PASSAGE PROVIDED —
[start]
Is Russia going to invade Ukraine?

Is Russia going to invade Ukraine?

While commentators spilled ink over the prospect of war between Russia & Ukraine, President Vladimir Putin last week took a major step towards absorbing the war-torn breakaway Donbass regions. And yet, bizarrely, nobody noticed.

Scares about imminent Russian invasions of Ukraine – and the apocalyptic conflict between East and West they would trigger – come and go on a regular basis. Sometimes it’s the Ukrainians who cry wolf, sometimes it’s somebody else. The last major war panic was back in the spring of this year and, as usual, it passed peacefully. The Russian incursion never happened. This, however, has not stopped a new war frenzy from erupting this month.

This time around it’s the Americans inciting the hysteria, with anonymous US officials briefing Bloomberg that “Russia may be weighing a potential invasion of Ukraine as tensions flare between Moscow and the bloc over migrants and energy supplies,” pointing to an alleged “build-up of Russian forces near the Ukrainian border.”  Other unnamed sources claim that the United States is contemplating sending “military advisers and new equipment, including weaponry,” to Ukraine in order to help the country defend itself. 

After initially stating that it saw no evidence of the supposed Russian ‘build-up’, Ukraine has since changed tack and backed up the Americans’ alarmist claims. The head of the country’s military intelligence, Brigadier General Kirill Budanov, told the Military Times that Russia was preparing to attack in late January/early February, and that the assault “would likely involve airstrikes, artillery and armor attacks followed by airborne assaults in the east, amphibious assaults in Odessa and Mariupol and a smaller incursion through neighboring Belarus.” 

While it is quite likely that Russia would respond forcefully if Ukraine were to launch a full-scale assault on the rebel Donetsk and Lugansk People’s Republics (DLPR) in Donbass, nobody has to yet to come up with a plausible explanation of why it would launch an all-out invasion of Ukraine entirely out of the blue. Not only would such an attack be extremely costly in terms of lives and treasure, as well as permanently rupture Russia’s relations with the West, but it’s also impossible to see how the Russian government could explain such a war to its own people.
[end]
SET TASKS —
1/ Answer these questions from the article on a possible Russian invasion of Ukraine:
(a) When was the last major war panic?
(b) Which outlet did anonymous US officials brief?
(c) Who heads Ukraine's military intelligence?
2/ Rewrite the stretch of the article on a possible Russian invasion of Ukraine from "While commentators spilled" through "erupting this month.", substituting "autumn" for "spring".

(Records of labeled boxes)
[start]
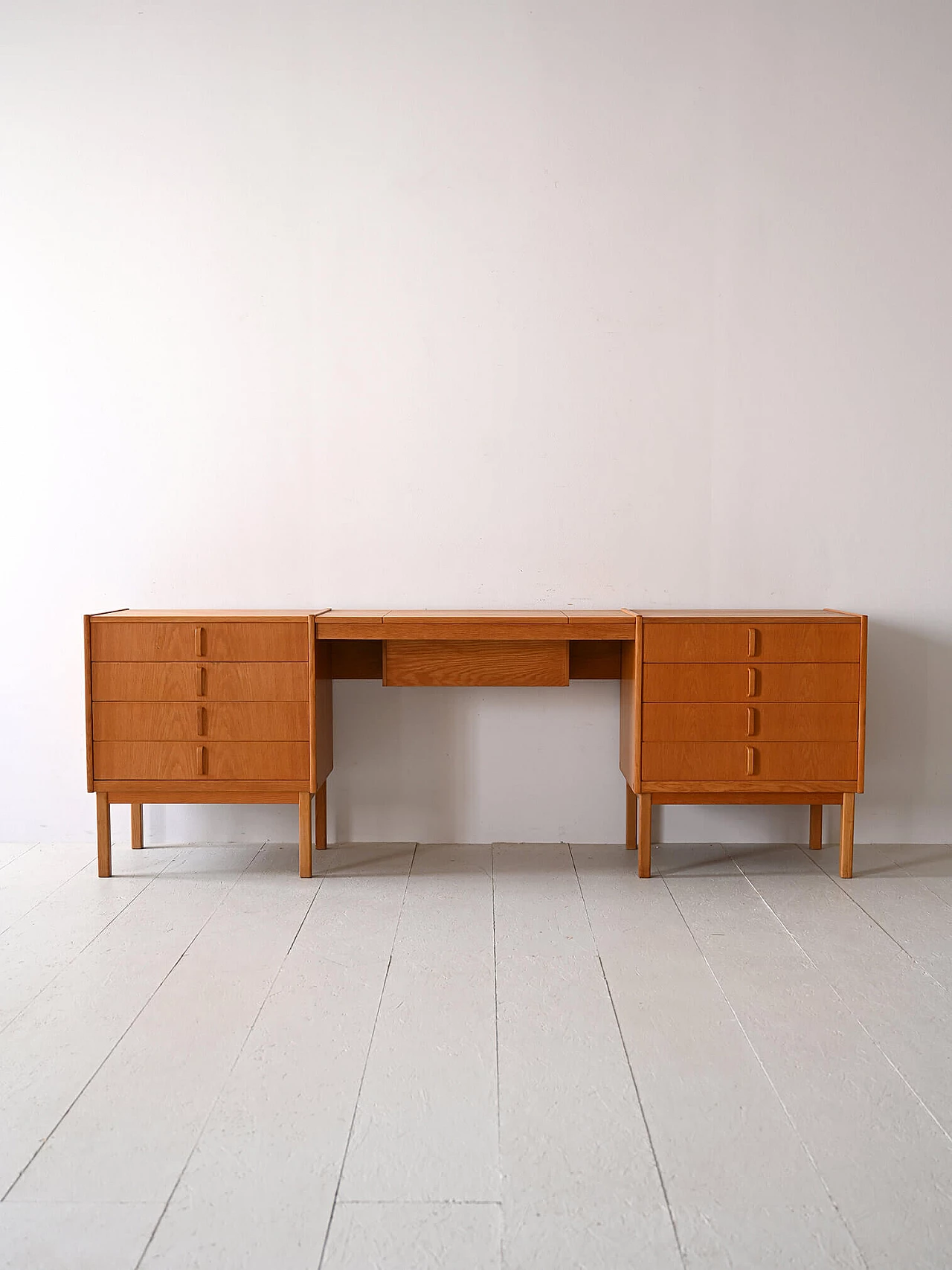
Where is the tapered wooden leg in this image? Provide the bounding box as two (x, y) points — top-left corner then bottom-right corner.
(839, 794), (855, 878)
(314, 781), (327, 851)
(810, 803), (823, 851)
(97, 790), (113, 878)
(625, 781), (638, 851)
(132, 803), (142, 851)
(638, 794), (652, 878)
(297, 794), (314, 878)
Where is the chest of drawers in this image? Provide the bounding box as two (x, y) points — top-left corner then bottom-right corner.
(621, 609), (866, 878)
(85, 609), (332, 878)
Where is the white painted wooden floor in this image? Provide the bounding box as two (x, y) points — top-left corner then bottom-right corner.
(0, 844), (952, 1270)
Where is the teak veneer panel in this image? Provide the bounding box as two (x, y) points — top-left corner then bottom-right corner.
(93, 701), (309, 742)
(93, 618), (309, 663)
(383, 640), (569, 687)
(643, 661), (859, 702)
(641, 701), (858, 742)
(645, 620), (859, 661)
(93, 740), (309, 787)
(641, 740), (857, 781)
(91, 661), (309, 701)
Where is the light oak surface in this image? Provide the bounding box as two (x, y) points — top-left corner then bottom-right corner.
(0, 843), (952, 1270)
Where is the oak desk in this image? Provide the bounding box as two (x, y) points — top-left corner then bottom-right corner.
(85, 609), (866, 878)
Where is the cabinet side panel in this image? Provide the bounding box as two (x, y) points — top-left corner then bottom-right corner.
(311, 639), (334, 794)
(855, 615), (867, 794)
(83, 615), (93, 794)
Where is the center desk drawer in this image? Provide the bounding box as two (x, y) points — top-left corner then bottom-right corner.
(383, 639), (569, 688)
(93, 740), (309, 781)
(641, 701), (859, 740)
(641, 740), (859, 781)
(93, 661), (307, 701)
(91, 620), (309, 661)
(643, 661), (859, 702)
(643, 621), (859, 661)
(93, 701), (309, 742)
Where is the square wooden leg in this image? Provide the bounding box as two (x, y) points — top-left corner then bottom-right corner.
(810, 803), (823, 851)
(625, 781), (638, 851)
(314, 781), (327, 851)
(297, 794), (314, 878)
(839, 794), (855, 878)
(132, 803), (142, 851)
(97, 790), (113, 878)
(638, 794), (652, 878)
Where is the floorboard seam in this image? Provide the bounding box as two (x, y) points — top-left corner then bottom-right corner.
(135, 858), (325, 1270)
(569, 843), (686, 1268)
(791, 847), (950, 993)
(0, 843), (101, 934)
(731, 856), (952, 1144)
(661, 868), (869, 1270)
(318, 842), (420, 1270)
(0, 851), (187, 1033)
(0, 847), (263, 1203)
(489, 843), (505, 1270)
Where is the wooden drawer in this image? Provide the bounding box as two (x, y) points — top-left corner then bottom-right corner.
(90, 621), (309, 661)
(643, 621), (859, 661)
(93, 740), (309, 783)
(641, 740), (859, 781)
(641, 702), (859, 740)
(93, 701), (309, 742)
(91, 661), (307, 701)
(643, 663), (859, 702)
(383, 640), (569, 687)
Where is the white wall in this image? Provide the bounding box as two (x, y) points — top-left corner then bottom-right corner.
(0, 0), (952, 841)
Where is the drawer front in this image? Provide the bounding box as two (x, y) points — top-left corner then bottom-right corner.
(93, 740), (309, 781)
(643, 621), (859, 661)
(641, 740), (859, 781)
(643, 663), (859, 702)
(93, 661), (307, 701)
(91, 621), (307, 661)
(383, 640), (569, 687)
(641, 701), (859, 740)
(93, 701), (309, 742)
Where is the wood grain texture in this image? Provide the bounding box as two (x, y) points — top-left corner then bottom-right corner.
(645, 618), (859, 661)
(810, 803), (823, 851)
(641, 740), (857, 781)
(297, 790), (314, 878)
(91, 618), (309, 661)
(569, 640), (622, 679)
(562, 609), (634, 640)
(93, 701), (309, 742)
(643, 701), (857, 740)
(839, 794), (855, 878)
(383, 639), (569, 687)
(311, 640), (334, 794)
(383, 609), (569, 641)
(83, 615), (93, 794)
(320, 639), (383, 679)
(93, 740), (309, 781)
(93, 661), (309, 702)
(97, 791), (113, 878)
(643, 661), (859, 704)
(638, 792), (652, 878)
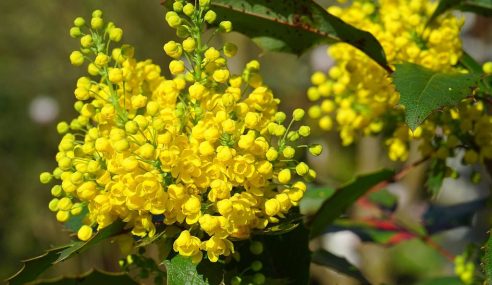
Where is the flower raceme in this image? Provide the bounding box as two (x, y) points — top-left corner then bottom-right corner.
(307, 0), (463, 161)
(40, 1), (321, 262)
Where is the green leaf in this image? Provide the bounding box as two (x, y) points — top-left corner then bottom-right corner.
(369, 189), (398, 208)
(459, 51), (492, 94)
(310, 170), (394, 237)
(482, 231), (492, 284)
(165, 0), (392, 72)
(429, 0), (492, 23)
(299, 186), (335, 215)
(260, 224), (310, 285)
(165, 255), (209, 285)
(6, 245), (70, 285)
(417, 276), (464, 285)
(29, 270), (139, 285)
(458, 0), (492, 17)
(65, 205), (89, 232)
(53, 221), (125, 264)
(311, 249), (371, 284)
(393, 63), (480, 130)
(425, 159), (446, 197)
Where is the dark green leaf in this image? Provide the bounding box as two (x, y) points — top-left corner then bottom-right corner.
(422, 198), (488, 234)
(7, 245), (70, 285)
(425, 159), (446, 196)
(311, 249), (371, 284)
(417, 276), (464, 285)
(165, 255), (209, 285)
(393, 63), (480, 130)
(459, 51), (492, 94)
(428, 0), (464, 23)
(33, 270), (139, 285)
(167, 0), (391, 71)
(458, 0), (492, 17)
(53, 221), (124, 263)
(429, 0), (492, 23)
(260, 224), (310, 285)
(369, 189), (398, 208)
(299, 186), (335, 215)
(327, 219), (415, 245)
(65, 205), (89, 232)
(482, 231), (492, 284)
(253, 211), (303, 235)
(310, 170), (394, 237)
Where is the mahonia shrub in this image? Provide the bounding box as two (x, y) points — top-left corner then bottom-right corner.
(307, 0), (492, 169)
(41, 0), (321, 263)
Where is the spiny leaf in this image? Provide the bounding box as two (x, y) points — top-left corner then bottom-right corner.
(8, 221), (124, 285)
(29, 270), (139, 285)
(425, 159), (446, 197)
(53, 221), (124, 264)
(165, 255), (209, 285)
(369, 189), (398, 209)
(6, 245), (70, 285)
(299, 186), (335, 215)
(260, 224), (310, 285)
(311, 249), (371, 285)
(429, 0), (492, 23)
(422, 198), (488, 234)
(482, 231), (492, 284)
(393, 63), (480, 130)
(65, 204), (89, 232)
(165, 0), (392, 72)
(327, 219), (415, 245)
(310, 170), (394, 237)
(417, 276), (464, 285)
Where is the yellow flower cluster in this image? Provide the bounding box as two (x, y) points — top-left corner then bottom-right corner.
(307, 0), (462, 160)
(418, 99), (492, 165)
(41, 0), (321, 262)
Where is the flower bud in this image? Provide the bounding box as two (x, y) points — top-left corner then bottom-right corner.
(266, 147), (278, 161)
(274, 112), (287, 124)
(203, 10), (217, 24)
(278, 169), (292, 184)
(296, 162), (309, 176)
(80, 35), (92, 48)
(73, 17), (85, 27)
(212, 69), (229, 83)
(173, 1), (183, 13)
(91, 17), (104, 30)
(292, 108), (305, 121)
(183, 37), (196, 52)
(183, 3), (195, 16)
(224, 43), (237, 57)
(92, 9), (102, 18)
(219, 21), (232, 33)
(199, 0), (210, 8)
(482, 61), (492, 74)
(39, 172), (53, 184)
(299, 126), (311, 137)
(282, 146), (296, 158)
(169, 60), (185, 75)
(309, 144), (323, 156)
(70, 51), (84, 66)
(109, 28), (123, 42)
(166, 12), (181, 28)
(77, 225), (92, 241)
(70, 27), (82, 38)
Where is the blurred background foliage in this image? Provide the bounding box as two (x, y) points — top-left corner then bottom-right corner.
(0, 0), (492, 284)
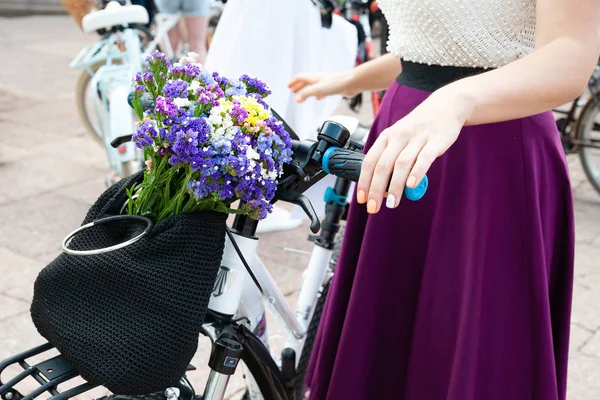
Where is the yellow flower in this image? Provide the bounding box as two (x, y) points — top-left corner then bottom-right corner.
(233, 96), (269, 125)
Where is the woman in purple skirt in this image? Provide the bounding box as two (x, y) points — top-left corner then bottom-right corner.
(290, 0), (600, 400)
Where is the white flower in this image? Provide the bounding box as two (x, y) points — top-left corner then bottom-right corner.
(213, 128), (225, 137)
(173, 97), (192, 108)
(190, 81), (200, 92)
(246, 146), (260, 160)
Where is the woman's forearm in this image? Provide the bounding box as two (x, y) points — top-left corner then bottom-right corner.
(440, 0), (600, 125)
(349, 54), (402, 92)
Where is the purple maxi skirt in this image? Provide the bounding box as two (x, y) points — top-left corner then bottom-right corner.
(307, 83), (574, 400)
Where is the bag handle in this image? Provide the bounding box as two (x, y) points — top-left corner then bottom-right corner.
(61, 215), (154, 256)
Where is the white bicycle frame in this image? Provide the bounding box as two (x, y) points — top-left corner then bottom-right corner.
(203, 117), (358, 400)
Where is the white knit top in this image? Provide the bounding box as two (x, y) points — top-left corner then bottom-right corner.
(378, 0), (536, 68)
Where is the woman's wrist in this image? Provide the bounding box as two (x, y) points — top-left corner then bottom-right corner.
(432, 81), (477, 125)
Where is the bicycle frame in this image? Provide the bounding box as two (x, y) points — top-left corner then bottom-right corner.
(552, 61), (600, 152)
(203, 178), (350, 400)
(0, 118), (361, 400)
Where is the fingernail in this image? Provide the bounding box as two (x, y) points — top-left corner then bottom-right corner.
(356, 190), (367, 204)
(385, 193), (396, 208)
(367, 199), (377, 214)
(406, 176), (417, 189)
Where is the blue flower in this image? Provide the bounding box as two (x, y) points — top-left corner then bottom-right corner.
(225, 79), (246, 96)
(163, 79), (189, 98)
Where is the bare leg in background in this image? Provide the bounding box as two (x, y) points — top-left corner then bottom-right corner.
(183, 15), (209, 63)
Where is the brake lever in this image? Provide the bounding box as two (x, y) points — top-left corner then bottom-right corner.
(275, 191), (321, 233)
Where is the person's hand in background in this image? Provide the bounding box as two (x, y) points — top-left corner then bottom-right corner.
(288, 72), (358, 103)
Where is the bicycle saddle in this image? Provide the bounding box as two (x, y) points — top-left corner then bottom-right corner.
(81, 1), (149, 33)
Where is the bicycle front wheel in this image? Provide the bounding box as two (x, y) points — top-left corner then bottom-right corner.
(293, 227), (345, 400)
(575, 97), (600, 193)
(75, 63), (104, 146)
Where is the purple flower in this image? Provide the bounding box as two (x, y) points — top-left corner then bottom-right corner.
(200, 69), (216, 85)
(143, 71), (154, 82)
(172, 129), (198, 164)
(230, 100), (248, 123)
(196, 84), (225, 107)
(169, 64), (200, 78)
(163, 79), (189, 98)
(249, 93), (271, 110)
(146, 51), (169, 63)
(248, 199), (273, 219)
(181, 117), (210, 142)
(155, 96), (179, 117)
(213, 72), (229, 90)
(131, 120), (158, 149)
(240, 74), (271, 96)
(225, 79), (246, 96)
(188, 178), (210, 199)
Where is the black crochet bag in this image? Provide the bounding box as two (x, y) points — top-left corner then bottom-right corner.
(31, 174), (227, 394)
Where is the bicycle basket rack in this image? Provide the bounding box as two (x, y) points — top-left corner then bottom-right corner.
(0, 343), (196, 400)
(0, 343), (98, 400)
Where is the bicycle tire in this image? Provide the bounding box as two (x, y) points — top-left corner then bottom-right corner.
(575, 93), (600, 193)
(96, 392), (202, 400)
(75, 26), (160, 146)
(75, 63), (104, 146)
(293, 227), (345, 400)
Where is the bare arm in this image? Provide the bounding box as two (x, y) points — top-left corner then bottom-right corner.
(357, 0), (600, 213)
(440, 0), (600, 125)
(288, 54), (402, 102)
(349, 54), (402, 92)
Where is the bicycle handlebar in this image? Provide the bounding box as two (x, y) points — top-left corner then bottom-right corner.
(321, 147), (429, 201)
(125, 94), (428, 228)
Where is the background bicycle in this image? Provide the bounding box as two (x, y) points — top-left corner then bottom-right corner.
(554, 61), (600, 194)
(63, 0), (224, 184)
(0, 8), (600, 400)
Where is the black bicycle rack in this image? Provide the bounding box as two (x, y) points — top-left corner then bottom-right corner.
(0, 343), (98, 400)
(0, 343), (196, 400)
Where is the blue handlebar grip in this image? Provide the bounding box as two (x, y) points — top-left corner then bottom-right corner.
(321, 147), (429, 201)
(404, 175), (429, 201)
[end]
SOLUTIONS PER TASK —
1/
(a) In the spring of this year
(b) Bloomberg
(c) Brigadier General Kirill Budanov

2/
While commentators spilled ink over the prospect of war between Russia & Ukraine, President Vladimir Putin last week took a major step towards absorbing the war-torn breakaway Donbass regions. And yet, bizarrely, nobody noticed.

Scares about imminent Russian invasions of Ukraine – and the apocalyptic conflict between East and West they would trigger – come and go on a regular basis. Sometimes it’s the Ukrainians who cry wolf, sometimes it’s somebody else. The last major war panic was back in the autumn of this year and, as usual, it passed peacefully. The Russian incursion never happened. This, however, has not stopped a new war frenzy from erupting this month.